Travail à réaliser
Poursuivez l'article ci-dessous sur le dossier nucléaire iranien en reprenant immédiatement après sa dernière phrase.

Passage extrait
Il a qualifié l'entretien d'"important". "La coopération avec l'AIEA est indispensable pour fournir des garanties crédibles sur le caractère pacifique du programme nucléaire iranien à un moment où la diplomatie est devenue urgemment nécessaire", a-t-il déclaré sur X.
M. Araghchi a pour sa part salué jeudi sur X une "discussion utile" avec M. Grossi. "Dans les prochains mois, l'Agence peut jouer un rôle crucial dans le règlement pacifique du dossier nucléaire iranien", a-t-il souligné.
"Nous sommes disposés à faire confiance à M. Grossi dans sa mission de tenir l'Agence à l'écart de la politique et de la politisation, et de se concentrer sur son mandat technique", a ajouté le ministre iranien, jugeant que des "fauteurs de troubles se rassemblent pour faire dérailler les négociations en cours".
Le chef de l'AIEA doit avoir jeudi des discussions avec le chef de l'Organisation de l'énergie atomique d'Iran, Mohammad Eslami.
- Pourparlers Etats-Unis/Iran -

Carte de l'Iran montrant les sites nucléaires, réacteurs et mines d'uranium ( AFP / Sylvie HUSSON )
Les discussions indirectes, sous médiation omanaise, avaient été lancées le 12 avril à Mascate par M. Araghchi et l'émissaire du président Donald Trump pour le Moyen-Orient, Steve Witkoff.
Elles se poursuivront samedi à Rome, a indiqué mercredi la télévision d'Etat iranienne, une information confirmée à l'AFP par le ministère italien des Affaires étrangères.

Jeu de données
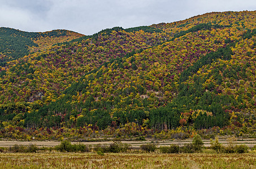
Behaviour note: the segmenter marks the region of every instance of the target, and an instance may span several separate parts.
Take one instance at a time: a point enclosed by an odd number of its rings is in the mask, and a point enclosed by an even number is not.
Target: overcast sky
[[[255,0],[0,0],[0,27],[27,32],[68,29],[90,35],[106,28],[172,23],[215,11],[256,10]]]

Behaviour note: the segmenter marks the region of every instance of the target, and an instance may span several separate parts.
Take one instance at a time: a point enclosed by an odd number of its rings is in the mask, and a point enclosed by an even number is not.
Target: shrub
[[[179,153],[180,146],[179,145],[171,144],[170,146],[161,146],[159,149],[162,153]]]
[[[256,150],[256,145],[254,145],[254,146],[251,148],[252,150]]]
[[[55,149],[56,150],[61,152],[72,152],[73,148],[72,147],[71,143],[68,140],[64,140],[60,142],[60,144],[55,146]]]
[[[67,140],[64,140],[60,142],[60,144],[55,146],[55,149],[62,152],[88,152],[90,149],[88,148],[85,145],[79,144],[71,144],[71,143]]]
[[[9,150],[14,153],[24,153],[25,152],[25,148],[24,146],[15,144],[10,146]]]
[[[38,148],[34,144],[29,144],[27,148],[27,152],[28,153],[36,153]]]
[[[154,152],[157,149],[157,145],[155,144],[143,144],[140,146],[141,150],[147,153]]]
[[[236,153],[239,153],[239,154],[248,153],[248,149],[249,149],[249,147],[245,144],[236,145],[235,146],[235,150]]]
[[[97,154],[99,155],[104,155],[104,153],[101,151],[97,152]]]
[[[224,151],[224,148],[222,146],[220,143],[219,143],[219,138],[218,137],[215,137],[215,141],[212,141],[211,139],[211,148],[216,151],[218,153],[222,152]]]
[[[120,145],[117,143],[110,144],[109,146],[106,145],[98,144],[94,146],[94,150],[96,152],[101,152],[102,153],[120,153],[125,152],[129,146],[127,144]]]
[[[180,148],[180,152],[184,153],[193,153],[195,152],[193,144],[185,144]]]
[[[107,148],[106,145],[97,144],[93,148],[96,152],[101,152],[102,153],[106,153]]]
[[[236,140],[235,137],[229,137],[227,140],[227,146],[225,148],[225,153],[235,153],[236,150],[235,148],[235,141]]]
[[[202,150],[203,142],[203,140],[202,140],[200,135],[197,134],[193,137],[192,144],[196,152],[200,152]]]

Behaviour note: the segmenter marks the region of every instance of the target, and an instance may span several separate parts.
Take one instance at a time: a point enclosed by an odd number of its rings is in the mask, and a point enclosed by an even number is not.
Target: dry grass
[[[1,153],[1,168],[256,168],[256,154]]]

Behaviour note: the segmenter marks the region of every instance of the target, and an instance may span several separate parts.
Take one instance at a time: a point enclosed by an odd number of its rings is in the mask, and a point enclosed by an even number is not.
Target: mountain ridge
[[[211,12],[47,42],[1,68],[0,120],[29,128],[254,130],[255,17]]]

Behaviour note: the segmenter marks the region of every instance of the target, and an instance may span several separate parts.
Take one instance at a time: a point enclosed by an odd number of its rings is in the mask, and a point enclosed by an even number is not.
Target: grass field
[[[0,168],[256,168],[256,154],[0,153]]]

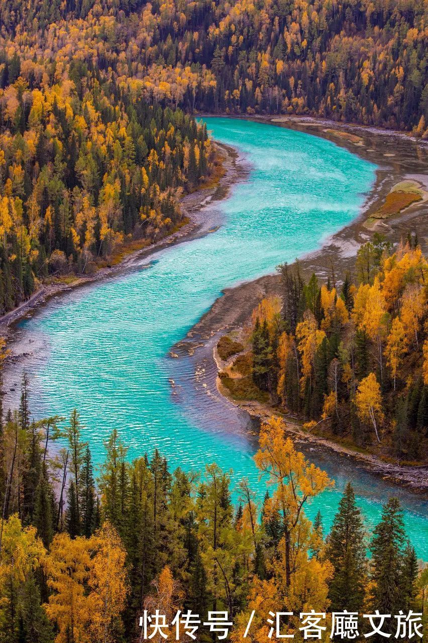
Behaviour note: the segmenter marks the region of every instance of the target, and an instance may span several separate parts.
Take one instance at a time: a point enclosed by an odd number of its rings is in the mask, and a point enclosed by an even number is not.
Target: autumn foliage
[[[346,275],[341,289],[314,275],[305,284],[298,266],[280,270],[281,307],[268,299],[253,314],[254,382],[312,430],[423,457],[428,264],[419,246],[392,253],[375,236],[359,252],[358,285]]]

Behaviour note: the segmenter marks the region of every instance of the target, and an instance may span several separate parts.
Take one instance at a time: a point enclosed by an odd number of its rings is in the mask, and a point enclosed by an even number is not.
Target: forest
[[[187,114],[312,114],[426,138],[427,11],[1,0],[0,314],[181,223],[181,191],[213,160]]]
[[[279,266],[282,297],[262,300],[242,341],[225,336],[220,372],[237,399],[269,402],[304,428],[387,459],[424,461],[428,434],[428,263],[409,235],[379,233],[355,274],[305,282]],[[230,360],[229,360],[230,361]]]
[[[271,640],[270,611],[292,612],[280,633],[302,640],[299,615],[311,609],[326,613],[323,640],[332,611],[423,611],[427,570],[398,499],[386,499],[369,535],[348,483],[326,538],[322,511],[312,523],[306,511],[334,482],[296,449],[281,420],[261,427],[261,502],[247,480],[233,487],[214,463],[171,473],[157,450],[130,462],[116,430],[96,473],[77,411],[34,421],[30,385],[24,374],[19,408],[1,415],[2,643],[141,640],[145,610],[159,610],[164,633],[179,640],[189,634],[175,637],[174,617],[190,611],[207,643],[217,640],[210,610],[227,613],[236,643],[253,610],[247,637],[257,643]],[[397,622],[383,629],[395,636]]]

Résultat obtenu
Avant ces nouvelles discussions indirectes entre deux pays ennemis qui n'ont plus de relations diplomatiques depuis 1980, M. Araghchi a affirmé que la question de l'enrichissement d'uranium n'était "pas négociable".
Il semblait réagir à une déclaration de M. Witkoff qui a affirmé mardi que "l'Iran doit stopper son programme d'enrichissement et de militarisation nucléaires, et l'éliminer".
Cette déclaration apparaît à rebours de ses propos tenus la veille sur la chaîne Fox News: il s'était alors abstenu de réclamer un démantèlement total du programme nucléaire iranien.

L'envoyée américain pour le Moyen-Orient Steve Witkoff, le 6 mars 2025 à la Maison Blanche (gauche) et le ministre des Affaires étrangères iranien Abbas Araghchi, le 7 mars 2025 à Jeddah ( AFP / Mandel NGAN )
"En diplomatie, un tel changement risque de compromettre toute ouverture", a fustigé sur X le porte-parole de la diplomatie iranienne, Esmaïl Baghaï.
M. Araghchi est attendu jeudi en Russie pour des discussions sur le nucléaire. Il transmettra au président russe, Vladimir Poutine, un message écrit du guide suprême iranien.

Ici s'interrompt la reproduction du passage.